ABOUT THIS TASK >>
Extract, from the records beneath this instruction, each line that contains the word "lamp".
=== Begin Enclosure ===
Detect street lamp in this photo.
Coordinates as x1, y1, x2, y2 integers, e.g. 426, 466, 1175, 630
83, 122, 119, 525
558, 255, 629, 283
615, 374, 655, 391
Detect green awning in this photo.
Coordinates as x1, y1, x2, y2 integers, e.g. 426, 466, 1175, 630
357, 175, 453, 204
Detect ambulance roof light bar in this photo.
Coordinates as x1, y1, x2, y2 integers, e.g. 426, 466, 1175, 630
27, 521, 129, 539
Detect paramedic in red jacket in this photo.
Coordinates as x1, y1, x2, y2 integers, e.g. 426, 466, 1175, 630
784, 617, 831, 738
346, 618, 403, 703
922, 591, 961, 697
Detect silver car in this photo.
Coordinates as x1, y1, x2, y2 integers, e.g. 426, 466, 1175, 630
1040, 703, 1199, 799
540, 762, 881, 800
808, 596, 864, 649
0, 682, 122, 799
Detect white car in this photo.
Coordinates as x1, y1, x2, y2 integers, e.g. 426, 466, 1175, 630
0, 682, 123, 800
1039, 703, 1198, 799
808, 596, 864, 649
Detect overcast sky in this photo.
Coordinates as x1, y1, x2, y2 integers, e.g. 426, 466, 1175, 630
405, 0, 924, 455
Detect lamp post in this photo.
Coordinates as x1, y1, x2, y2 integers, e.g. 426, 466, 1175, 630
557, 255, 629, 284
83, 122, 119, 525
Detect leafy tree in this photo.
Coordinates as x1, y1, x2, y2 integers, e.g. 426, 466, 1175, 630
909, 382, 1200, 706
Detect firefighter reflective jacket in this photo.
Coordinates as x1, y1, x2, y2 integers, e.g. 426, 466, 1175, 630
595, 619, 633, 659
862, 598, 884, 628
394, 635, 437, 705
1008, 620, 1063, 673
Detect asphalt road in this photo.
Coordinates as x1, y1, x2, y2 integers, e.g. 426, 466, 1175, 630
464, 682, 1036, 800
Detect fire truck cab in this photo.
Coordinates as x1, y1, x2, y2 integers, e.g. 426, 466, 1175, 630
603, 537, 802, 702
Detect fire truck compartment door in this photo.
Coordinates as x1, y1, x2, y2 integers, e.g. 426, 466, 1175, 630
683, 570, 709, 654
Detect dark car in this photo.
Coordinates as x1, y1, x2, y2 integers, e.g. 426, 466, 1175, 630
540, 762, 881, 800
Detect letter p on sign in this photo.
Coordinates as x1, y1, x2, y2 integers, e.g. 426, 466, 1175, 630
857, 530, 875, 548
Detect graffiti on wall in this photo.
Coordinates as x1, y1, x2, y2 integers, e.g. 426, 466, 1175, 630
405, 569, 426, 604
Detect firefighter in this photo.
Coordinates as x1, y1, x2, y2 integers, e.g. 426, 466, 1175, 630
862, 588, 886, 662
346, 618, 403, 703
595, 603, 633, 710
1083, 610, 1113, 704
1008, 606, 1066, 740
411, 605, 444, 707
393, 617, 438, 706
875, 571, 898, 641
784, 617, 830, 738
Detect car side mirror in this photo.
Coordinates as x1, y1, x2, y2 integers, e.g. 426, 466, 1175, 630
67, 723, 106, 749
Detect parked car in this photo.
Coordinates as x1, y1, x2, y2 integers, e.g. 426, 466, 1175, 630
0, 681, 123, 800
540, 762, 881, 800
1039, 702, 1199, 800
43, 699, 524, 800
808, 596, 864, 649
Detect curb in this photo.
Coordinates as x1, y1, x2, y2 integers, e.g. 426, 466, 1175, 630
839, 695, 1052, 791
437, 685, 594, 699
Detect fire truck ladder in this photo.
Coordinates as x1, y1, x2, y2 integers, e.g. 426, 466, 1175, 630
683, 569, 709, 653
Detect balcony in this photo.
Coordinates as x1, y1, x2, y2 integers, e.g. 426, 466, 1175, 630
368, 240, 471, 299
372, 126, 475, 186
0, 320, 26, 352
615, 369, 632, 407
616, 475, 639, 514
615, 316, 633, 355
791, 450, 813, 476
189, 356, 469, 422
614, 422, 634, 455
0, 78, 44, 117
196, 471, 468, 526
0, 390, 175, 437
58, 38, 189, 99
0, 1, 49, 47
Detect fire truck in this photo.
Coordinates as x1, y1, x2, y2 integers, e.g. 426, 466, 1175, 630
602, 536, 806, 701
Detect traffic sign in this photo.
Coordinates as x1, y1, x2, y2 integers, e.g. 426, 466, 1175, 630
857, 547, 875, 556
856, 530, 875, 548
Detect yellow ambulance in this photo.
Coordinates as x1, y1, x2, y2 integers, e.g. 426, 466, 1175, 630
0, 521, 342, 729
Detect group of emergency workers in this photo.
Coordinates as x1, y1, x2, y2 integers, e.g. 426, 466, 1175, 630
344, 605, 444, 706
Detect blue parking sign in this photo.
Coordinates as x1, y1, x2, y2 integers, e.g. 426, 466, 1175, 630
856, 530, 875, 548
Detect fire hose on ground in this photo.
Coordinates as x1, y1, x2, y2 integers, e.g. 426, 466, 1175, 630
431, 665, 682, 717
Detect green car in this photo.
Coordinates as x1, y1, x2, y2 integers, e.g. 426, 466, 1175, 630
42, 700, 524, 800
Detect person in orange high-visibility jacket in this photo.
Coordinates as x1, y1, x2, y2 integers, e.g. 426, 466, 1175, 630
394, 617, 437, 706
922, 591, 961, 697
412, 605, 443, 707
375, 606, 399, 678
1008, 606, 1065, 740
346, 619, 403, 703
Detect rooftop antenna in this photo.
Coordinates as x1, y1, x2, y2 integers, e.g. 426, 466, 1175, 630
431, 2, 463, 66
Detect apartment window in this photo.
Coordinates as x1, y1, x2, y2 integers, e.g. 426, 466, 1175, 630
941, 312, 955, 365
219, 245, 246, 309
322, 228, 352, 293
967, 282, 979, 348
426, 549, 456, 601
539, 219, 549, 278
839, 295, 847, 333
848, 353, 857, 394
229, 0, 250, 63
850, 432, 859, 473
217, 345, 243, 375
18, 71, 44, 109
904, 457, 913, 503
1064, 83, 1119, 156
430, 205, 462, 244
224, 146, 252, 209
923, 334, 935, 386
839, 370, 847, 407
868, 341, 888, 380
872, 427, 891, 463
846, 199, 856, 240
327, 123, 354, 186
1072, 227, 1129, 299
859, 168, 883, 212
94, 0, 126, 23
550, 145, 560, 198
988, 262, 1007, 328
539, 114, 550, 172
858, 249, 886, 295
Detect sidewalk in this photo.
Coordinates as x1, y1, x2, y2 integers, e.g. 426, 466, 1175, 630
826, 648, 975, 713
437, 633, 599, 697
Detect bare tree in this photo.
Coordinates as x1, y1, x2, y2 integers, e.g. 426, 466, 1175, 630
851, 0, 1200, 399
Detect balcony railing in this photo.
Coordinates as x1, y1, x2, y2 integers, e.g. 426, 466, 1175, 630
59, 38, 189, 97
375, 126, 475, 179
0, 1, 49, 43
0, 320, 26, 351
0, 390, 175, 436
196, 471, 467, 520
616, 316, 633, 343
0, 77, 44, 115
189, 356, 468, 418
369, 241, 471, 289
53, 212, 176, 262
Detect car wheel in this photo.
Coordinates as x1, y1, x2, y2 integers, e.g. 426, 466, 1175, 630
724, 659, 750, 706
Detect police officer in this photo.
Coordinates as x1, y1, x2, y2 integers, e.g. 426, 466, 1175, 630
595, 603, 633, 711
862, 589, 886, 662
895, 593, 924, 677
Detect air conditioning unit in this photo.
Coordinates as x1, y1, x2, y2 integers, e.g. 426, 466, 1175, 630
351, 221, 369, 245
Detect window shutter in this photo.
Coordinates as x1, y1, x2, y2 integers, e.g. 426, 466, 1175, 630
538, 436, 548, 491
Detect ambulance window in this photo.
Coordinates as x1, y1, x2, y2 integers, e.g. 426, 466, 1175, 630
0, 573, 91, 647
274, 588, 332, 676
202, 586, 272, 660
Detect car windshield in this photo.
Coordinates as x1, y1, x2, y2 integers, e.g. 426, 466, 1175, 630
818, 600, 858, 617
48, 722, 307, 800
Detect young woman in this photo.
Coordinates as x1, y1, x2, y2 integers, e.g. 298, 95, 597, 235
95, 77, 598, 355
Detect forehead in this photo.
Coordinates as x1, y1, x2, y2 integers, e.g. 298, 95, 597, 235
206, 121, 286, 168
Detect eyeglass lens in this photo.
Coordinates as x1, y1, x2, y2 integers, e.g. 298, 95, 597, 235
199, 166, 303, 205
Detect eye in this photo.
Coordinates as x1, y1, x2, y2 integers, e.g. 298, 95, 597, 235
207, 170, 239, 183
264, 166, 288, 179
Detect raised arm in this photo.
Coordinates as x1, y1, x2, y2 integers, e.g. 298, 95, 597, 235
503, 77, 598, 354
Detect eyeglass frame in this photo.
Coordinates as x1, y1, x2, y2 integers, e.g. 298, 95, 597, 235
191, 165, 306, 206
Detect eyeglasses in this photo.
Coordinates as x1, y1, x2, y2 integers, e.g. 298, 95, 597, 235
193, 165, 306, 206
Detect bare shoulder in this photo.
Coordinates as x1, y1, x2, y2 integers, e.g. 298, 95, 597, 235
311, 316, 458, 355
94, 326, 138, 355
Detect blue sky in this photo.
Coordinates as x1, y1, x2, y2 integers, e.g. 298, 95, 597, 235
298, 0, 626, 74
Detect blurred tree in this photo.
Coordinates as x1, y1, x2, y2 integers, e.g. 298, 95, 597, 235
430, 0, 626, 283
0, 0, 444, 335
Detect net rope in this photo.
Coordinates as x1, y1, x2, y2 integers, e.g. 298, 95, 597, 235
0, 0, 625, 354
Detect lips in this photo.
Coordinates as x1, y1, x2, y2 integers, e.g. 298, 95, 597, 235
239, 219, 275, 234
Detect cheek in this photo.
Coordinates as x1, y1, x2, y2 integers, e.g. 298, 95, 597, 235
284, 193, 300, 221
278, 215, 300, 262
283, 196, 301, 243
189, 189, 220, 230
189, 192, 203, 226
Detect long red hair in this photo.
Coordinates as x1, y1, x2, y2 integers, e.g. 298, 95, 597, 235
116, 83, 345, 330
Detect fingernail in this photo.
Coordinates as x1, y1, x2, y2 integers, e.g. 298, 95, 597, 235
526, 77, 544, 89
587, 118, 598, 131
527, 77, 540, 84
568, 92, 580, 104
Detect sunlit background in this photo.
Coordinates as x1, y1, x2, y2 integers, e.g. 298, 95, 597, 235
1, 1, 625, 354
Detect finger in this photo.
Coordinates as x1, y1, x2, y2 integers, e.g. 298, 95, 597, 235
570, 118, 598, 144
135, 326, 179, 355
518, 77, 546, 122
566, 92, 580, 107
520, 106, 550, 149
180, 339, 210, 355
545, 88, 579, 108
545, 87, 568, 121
=== End Enclosure ===
TASK RESULT >>
Detect street lamp in this photo.
Detect lamp post in this photo.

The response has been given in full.